# [EXERCISE]
Count the lines in the items below that contain the string "yellow", treating uppercase and lowercase letters as different. Give only the number.

Records from a data source
** Begin **

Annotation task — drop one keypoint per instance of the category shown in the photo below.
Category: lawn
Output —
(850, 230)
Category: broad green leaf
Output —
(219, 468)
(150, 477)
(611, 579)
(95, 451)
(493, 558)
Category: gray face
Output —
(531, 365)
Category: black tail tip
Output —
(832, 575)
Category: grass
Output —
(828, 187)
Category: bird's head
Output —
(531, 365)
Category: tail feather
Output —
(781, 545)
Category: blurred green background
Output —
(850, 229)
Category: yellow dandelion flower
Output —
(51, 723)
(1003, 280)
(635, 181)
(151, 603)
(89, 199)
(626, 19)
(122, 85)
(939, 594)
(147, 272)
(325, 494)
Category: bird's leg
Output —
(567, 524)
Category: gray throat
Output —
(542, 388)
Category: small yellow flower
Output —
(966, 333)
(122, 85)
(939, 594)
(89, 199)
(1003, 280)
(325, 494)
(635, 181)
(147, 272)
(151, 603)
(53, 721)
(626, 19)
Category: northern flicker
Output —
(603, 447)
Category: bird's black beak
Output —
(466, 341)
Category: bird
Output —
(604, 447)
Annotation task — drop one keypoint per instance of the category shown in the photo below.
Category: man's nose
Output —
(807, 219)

** End **
** Begin **

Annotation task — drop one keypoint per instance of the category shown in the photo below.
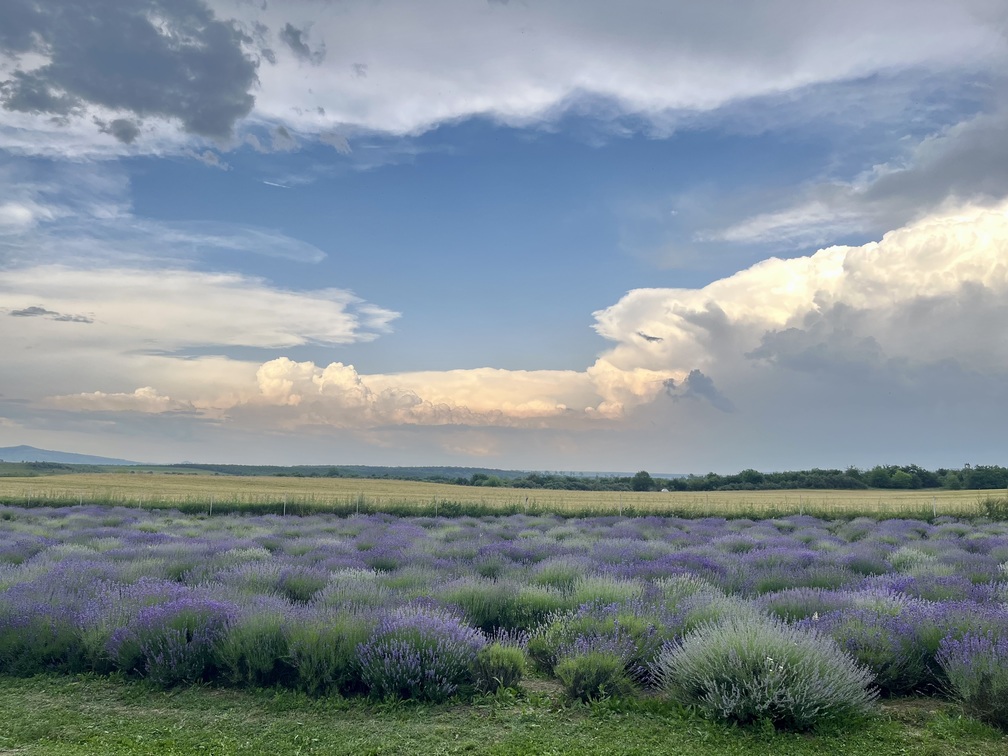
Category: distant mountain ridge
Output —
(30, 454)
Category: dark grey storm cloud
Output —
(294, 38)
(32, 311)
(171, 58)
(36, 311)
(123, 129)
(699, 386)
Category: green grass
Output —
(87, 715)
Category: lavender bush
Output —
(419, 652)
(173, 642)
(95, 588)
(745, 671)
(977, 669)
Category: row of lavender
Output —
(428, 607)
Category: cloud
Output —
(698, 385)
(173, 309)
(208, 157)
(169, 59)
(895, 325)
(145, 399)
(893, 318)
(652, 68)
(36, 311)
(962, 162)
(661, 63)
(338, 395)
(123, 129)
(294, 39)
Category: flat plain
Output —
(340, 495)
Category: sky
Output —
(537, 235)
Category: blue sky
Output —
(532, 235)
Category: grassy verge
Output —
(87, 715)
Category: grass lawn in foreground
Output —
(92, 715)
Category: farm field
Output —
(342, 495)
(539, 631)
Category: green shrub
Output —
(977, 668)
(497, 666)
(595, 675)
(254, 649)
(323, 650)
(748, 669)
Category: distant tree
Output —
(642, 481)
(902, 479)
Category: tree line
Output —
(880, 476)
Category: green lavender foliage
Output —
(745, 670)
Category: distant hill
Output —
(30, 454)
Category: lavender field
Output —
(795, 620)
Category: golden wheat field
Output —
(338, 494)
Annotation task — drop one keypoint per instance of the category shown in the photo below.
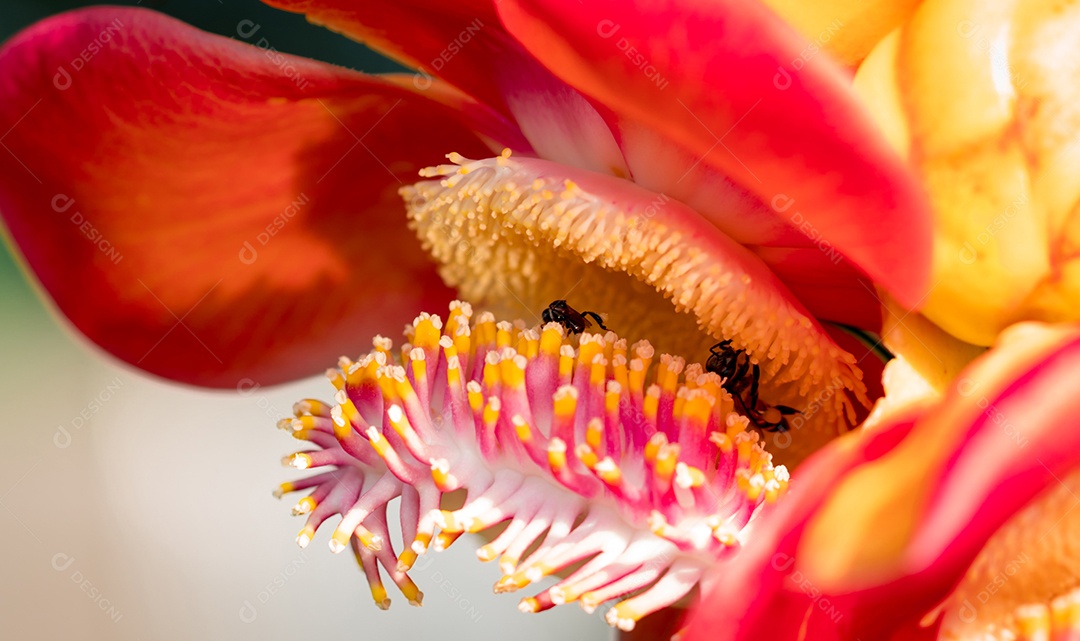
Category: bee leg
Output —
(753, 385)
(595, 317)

** End **
** Begin **

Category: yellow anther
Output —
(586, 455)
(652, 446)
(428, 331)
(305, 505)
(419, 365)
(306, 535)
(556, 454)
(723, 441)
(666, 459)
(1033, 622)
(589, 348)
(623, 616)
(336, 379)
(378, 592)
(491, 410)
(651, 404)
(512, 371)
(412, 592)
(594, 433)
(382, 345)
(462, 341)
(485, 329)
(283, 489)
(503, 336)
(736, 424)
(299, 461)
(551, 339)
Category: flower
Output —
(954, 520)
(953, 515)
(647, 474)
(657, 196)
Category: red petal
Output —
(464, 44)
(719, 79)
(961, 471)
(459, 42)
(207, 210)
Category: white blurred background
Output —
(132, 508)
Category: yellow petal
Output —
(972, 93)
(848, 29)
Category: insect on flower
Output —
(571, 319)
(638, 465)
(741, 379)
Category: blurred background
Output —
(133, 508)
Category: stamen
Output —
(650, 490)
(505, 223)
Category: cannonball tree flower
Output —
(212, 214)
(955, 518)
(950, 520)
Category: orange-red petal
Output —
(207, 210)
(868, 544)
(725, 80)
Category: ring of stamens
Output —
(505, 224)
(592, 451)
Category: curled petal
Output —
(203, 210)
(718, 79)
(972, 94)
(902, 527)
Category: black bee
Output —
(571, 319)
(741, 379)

** End **

# [EXERCISE RESULT]
4